---------- Text excerpt ----------
We would like to thank Vijay Balasubramanian, Mirjam Cvetic, Yang-Hui He, Mitsuhiro Kato, Asad Naqvi, Burt Ovrut and Joe Polchinski for useful discussions. M.N.\ would like to thank theoretical high energy physics group at Univ.\ of Pennsylvania for the kind hospitality where parts of this work was carried out. The research of M.N.\ was supported in part by the Grant-in-Aid for Scientific Research (13740167) from the Ministry of Education, Culture, Sports, Science and Technology, Japan.
----------
Answer these questions using the acknowledgments text.
1. Which group at the University of Pennsylvania provided hospitality to M.N.?
2. What is the number of the Grant-in-Aid for Scientific Research that supported M.N.'s research?
3. In which country is the ministry that provided the grant?
---------- Material provided ----------
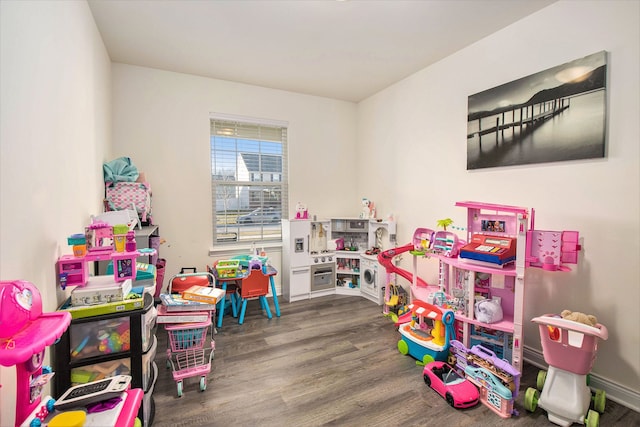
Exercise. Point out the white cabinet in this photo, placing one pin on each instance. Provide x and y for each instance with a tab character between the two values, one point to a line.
298	284
348	273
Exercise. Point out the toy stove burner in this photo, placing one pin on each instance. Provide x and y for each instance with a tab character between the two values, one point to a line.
322	257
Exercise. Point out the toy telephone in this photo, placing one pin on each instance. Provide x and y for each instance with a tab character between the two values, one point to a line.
495	251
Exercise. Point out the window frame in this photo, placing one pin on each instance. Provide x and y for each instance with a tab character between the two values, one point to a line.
251	132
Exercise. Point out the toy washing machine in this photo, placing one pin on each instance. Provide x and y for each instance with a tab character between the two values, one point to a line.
373	278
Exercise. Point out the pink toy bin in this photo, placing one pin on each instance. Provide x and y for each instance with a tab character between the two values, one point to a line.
124	265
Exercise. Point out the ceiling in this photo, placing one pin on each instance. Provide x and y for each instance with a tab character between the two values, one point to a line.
346	50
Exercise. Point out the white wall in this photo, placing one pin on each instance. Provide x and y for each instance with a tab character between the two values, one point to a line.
55	130
161	121
418	127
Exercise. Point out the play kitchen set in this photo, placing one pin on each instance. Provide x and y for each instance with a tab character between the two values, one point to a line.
327	256
25	333
104	242
113	314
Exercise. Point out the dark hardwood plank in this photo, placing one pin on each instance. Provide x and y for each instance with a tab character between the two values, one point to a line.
326	361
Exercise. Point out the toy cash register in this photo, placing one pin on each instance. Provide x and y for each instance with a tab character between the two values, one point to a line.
494	251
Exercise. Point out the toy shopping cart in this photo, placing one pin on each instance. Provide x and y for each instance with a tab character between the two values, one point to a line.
570	349
187	356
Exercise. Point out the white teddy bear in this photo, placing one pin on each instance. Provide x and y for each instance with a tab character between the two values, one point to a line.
368	209
301	211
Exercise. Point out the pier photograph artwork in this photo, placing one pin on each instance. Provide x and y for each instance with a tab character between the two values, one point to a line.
555	115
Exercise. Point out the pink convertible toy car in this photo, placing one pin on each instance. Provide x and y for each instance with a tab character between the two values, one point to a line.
455	389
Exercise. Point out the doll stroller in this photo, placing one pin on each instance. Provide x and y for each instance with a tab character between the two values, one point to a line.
570	349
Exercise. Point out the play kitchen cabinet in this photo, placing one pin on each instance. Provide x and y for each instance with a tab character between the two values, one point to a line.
100	346
348	273
146	237
350	234
308	266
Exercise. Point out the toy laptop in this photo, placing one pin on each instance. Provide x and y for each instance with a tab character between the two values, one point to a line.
101	290
228	269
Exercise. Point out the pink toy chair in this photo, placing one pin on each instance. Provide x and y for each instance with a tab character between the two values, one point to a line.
256	284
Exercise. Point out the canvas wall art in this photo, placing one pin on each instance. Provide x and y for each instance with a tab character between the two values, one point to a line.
551	116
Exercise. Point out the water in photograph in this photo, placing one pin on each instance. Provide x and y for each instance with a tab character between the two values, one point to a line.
578	132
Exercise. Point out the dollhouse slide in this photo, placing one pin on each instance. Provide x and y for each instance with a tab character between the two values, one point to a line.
385	259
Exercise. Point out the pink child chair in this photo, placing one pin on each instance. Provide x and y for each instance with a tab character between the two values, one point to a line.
256	284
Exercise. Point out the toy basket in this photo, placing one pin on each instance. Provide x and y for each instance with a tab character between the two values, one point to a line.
187	336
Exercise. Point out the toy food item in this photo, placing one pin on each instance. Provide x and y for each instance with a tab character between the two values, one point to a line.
576	316
69	419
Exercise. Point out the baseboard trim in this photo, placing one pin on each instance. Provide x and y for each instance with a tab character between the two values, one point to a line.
616	392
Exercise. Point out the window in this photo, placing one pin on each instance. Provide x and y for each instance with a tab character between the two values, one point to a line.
248	180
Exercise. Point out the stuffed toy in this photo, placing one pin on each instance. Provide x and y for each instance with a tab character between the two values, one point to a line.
488	311
368	209
576	316
301	211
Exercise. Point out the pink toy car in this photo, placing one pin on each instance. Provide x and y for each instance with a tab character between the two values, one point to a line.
455	389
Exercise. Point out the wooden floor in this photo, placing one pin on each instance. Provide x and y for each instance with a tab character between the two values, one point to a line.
327	361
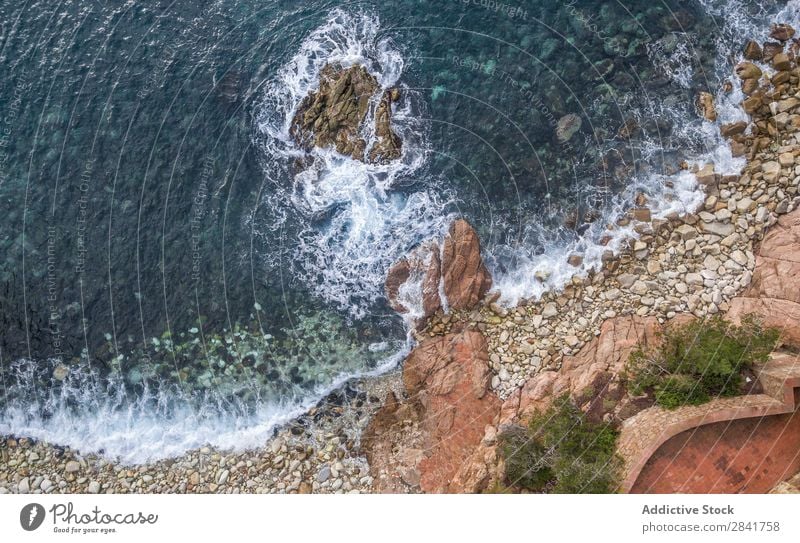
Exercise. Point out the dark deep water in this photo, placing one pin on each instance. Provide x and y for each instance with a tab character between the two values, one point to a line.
168	279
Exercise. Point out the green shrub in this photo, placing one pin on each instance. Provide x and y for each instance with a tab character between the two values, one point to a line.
562	451
699	360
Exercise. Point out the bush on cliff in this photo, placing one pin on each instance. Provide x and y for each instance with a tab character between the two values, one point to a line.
700	360
562	451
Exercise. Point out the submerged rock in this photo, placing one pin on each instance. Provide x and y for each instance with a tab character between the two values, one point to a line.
422	266
333	115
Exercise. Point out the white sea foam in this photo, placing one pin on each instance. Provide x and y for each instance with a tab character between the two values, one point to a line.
370	214
95	415
359	218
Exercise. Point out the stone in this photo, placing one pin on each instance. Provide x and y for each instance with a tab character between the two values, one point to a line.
639	288
642	214
748	70
772	293
739	257
786	159
706	175
744	205
752	51
333	115
781	62
781	32
575	260
60	372
626	280
718	228
460	270
686	231
732	129
568	126
324	474
388	145
705	104
550	310
751	104
422	266
466	280
771	170
435	437
788	104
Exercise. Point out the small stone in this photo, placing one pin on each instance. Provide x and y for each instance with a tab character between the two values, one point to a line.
718	228
786	159
550	310
781	32
626	280
744	205
748	70
686	231
639	287
739	257
575	260
781	62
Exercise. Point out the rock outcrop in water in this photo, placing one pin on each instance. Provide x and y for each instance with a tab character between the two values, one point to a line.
423	442
454	268
334	115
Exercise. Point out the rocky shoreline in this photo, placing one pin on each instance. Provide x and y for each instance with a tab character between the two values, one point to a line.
318	453
480	366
----------
Written reply:
1. The theoretical high energy physics group.
2. 13740167.
3. Japan.